_Ausgewählter Textabschnitt_
Baklava gehört zu der Sorte von Feingebäck, das ebenso ungesund wie köstlich ist. Baklava besteht aus Blätterteig, der in Honig eingelegt wird und wahlweise mit gehackten Walnüssen, Pistazien oder Mandeln befüllt wird. Der Stolz der arabischen Konditoren ziert nicht nur die Schaufenster in Damaskus.

Auch im Berliner Bezirk Neukölln gibt es eine Gegend, in der sich gefühlt in jedem vierten Geschäft die Baklava-Täschchen zu kunstvollen Pyramiden auftürmen.

Doch hat die Süßspeise ihre Unschuld verloren, seit arabische Aktivisten die Leckerei an Passanten verschenkten – aus Freude über die massiven Angriffe, die von der Hamas gegen Israel gefahren wurden. Seit deren Beginn am 7. Oktober ist die Sonnenallee vollends aus den Fugen. Ein Stadtteil in Anspannung.

In der Sonnenallee in Neukölln leben überwiegend arabische Familien.
In der Sonnenallee in Neukölln leben überwiegend arabische Familien. | Bild: Fricker, Ulrich

Die Bewohner des Kiez sind unter sich, sie gehen ihren Geschäften nach oder sitzen breitbeinig zwischen Döner-Stand und Straße. Nur die gelben Stadtbusse erinnern daran, dass man sich in einer deutschen Großstadt befindet. Ansonsten hat sich gerade die Sonnenallee in Neukölln den Titel Klein-Damaskus verdient. Die Straße ist in arabischer Hand. Cafés, Imbiss mit arabischem Drehspieß und Berge von Süßigkeiten bestimmen das Bild.

Herr Geiger bekommt es mit der Angst zu tun

Die Stimmung dort ist erregt, besonders bei den Männern, die das Bild beherrschen. Es vergeht kaum ein Abend, an dem die Polizei nicht von den Demonstranten provoziert wird. Wer sich nicht an den Pro-Palästina-Protesten beteiligt, bringt seine Meinung anders zum Ausdruck: Am Wochenende etwa blieb ein Großteil der Geschäfte, Bäckereien und Lokale in Neukölln geschlossen.

„Generalstreik“ stand auf Zetteln an einigen Fensterscheiben, in deutscher, englischer und arabischer Sprache. Als Zeichen der Solidarität mit Palästina sollten die Geschäfte geschlossen bleiben. Kinder gingen nicht zur Schule, Menschen nicht zur Arbeit.

Wie konnte es soweit kommen? Die Spurensuche in Neukölln gestaltet sich schwierig; die meisten drehen sich weg, wenn sie von einem Journalisten angesprochen werden. Außer Herr Geiger, der hat Zeit und gönnt sich vor einem der zahlreichen 24-Stunden-Läden eine frühe Zigarette. Herr Geiger wohnt seit vielen Jahren schon in Neukölln, er kennt seinen Kiez auswendig.

Auch die meisten Geschäfte werden von Männern aus Syrien, dem Irak oder dem Libanon betrieben.

_Aufgabe A_
Wiederhole aus dem Text über die Sonnenallee wörtlich die Stelle, die mit „Die Bewohner des“ beginnt und mit „in Neukölln geschlossen.“ endet.
_Aufgabe B_
Seit welchem Tag ist die Sonnenallee laut dem Text über die Sonnenallee vollends aus den Fugen?
_Aufgabe C_
Schreibe den Text über die Sonnenallee nach seinem letzten Satz weiter.

(Sammlungseinträge)
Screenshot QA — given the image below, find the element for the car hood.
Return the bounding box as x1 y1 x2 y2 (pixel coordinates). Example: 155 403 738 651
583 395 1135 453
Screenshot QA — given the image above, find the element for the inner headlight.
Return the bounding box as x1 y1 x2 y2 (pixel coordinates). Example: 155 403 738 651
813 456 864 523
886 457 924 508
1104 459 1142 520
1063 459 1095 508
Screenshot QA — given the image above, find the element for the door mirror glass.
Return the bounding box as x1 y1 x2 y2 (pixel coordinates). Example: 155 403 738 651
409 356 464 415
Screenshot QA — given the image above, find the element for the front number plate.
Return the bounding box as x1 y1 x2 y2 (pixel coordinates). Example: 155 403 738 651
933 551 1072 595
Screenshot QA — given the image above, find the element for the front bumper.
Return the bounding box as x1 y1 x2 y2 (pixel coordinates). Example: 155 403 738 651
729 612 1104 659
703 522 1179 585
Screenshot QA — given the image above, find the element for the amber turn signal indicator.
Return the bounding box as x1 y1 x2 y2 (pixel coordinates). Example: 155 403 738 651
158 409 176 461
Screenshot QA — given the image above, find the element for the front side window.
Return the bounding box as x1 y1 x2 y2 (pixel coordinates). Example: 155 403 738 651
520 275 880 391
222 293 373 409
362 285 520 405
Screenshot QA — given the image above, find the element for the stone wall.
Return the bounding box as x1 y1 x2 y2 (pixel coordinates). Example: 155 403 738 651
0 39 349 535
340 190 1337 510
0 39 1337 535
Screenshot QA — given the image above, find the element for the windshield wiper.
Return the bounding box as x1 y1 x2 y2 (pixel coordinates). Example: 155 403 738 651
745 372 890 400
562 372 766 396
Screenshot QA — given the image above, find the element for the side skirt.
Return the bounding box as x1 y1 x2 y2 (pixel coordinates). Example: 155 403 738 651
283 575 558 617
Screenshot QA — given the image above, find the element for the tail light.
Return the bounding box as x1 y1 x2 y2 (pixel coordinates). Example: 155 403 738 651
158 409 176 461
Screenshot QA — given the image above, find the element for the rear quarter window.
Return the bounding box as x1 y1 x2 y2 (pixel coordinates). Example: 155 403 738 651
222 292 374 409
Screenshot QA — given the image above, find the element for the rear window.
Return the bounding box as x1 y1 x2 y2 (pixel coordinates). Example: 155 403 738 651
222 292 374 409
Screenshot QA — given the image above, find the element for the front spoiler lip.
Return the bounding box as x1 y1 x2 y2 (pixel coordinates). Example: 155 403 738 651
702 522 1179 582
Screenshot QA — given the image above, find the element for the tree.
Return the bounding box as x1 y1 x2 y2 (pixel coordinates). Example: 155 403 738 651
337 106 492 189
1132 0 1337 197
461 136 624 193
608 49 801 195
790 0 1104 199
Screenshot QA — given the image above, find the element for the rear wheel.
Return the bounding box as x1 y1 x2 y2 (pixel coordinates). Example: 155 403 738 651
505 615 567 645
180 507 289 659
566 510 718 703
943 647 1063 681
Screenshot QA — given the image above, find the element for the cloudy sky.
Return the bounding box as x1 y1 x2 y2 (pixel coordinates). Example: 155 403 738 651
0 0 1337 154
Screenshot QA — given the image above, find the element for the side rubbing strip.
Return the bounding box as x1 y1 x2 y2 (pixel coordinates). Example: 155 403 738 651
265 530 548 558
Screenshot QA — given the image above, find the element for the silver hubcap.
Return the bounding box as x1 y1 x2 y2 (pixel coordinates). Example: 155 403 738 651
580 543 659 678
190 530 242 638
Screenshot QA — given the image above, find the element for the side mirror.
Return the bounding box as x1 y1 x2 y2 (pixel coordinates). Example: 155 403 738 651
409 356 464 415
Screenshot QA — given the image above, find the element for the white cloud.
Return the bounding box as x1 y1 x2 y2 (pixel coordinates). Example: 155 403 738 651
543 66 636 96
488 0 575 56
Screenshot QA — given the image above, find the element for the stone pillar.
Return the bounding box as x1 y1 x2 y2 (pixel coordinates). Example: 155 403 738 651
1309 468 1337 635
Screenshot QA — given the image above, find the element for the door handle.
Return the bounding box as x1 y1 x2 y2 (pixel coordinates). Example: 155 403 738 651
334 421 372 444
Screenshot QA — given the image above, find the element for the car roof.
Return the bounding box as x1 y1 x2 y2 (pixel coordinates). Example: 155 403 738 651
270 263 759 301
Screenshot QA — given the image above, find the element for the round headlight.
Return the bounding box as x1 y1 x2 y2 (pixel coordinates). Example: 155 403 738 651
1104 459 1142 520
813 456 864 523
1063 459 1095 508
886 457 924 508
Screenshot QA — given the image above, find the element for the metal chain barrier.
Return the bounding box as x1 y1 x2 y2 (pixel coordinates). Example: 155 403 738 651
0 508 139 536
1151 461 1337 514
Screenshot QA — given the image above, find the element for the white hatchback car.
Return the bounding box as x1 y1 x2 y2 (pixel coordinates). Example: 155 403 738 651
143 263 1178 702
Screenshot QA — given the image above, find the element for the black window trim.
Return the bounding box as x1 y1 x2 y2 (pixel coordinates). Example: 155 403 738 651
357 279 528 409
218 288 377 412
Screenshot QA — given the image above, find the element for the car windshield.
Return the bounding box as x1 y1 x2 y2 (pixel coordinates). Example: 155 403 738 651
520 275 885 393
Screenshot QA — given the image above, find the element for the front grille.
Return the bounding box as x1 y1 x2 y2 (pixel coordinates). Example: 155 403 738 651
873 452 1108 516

_Richtige Antwort A_
Die Bewohner des Kiez sind unter sich, sie gehen ihren Geschäften nach oder sitzen breitbeinig zwischen Döner-Stand und Straße. Nur die gelben Stadtbusse erinnern daran, dass man sich in einer deutschen Großstadt befindet. Ansonsten hat sich gerade die Sonnenallee in Neukölln den Titel Klein-Damaskus verdient. Die Straße ist in arabischer Hand. Cafés, Imbiss mit arabischem Drehspieß und Berge von Süßigkeiten bestimmen das Bild.

Herr Geiger bekommt es mit der Angst zu tun

Die Stimmung dort ist erregt, besonders bei den Männern, die das Bild beherrschen. Es vergeht kaum ein Abend, an dem die Polizei nicht von den Demonstranten provoziert wird. Wer sich nicht an den Pro-Palästina-Protesten beteiligt, bringt seine Meinung anders zum Ausdruck: Am Wochenende etwa blieb ein Großteil der Geschäfte, Bäckereien und Lokale in Neukölln geschlossen.

_Richtige Antwort B_
Seit dem 7. Oktober.

_Richtige Antwort C_
Auch die meisten Geschäfte werden von Männern aus Syrien, dem Irak oder dem Libanon betrieben. | Bild: Fricker, Ulrich

Der 65-Jährige erzählt frei von der Leber weg. „Hier wohnen immer mehr Araber“, sagt der Deutsche, „vor allem die Geschäfte breiten sich aus“. Für Geiger ist das aber kein Problem, man akzeptiert sich, indem man aneinander vorbeilebt. „Hier macht jeder seinen eigenen Mist“, meint er, und das klappt. Denn die arabische Community vertritt die Sache der Palästinenser. Die Angriffe der Hamas auf Israel werden begrüßt.

Nicht von jedem Araber, versteht sich. Es gibt auch jene Organisationen, die den neuen Kriegszustand im Nahen Osten verurteilen. Auch in Neukölln. Erst am Donnerstag haben arabische und muslimische Verbände den Hamasterror in einer gemeinsamen Erklärung kritisiert, die vom örtlichen Bezirksbürgermeister Martin Hikel initiiert wurde.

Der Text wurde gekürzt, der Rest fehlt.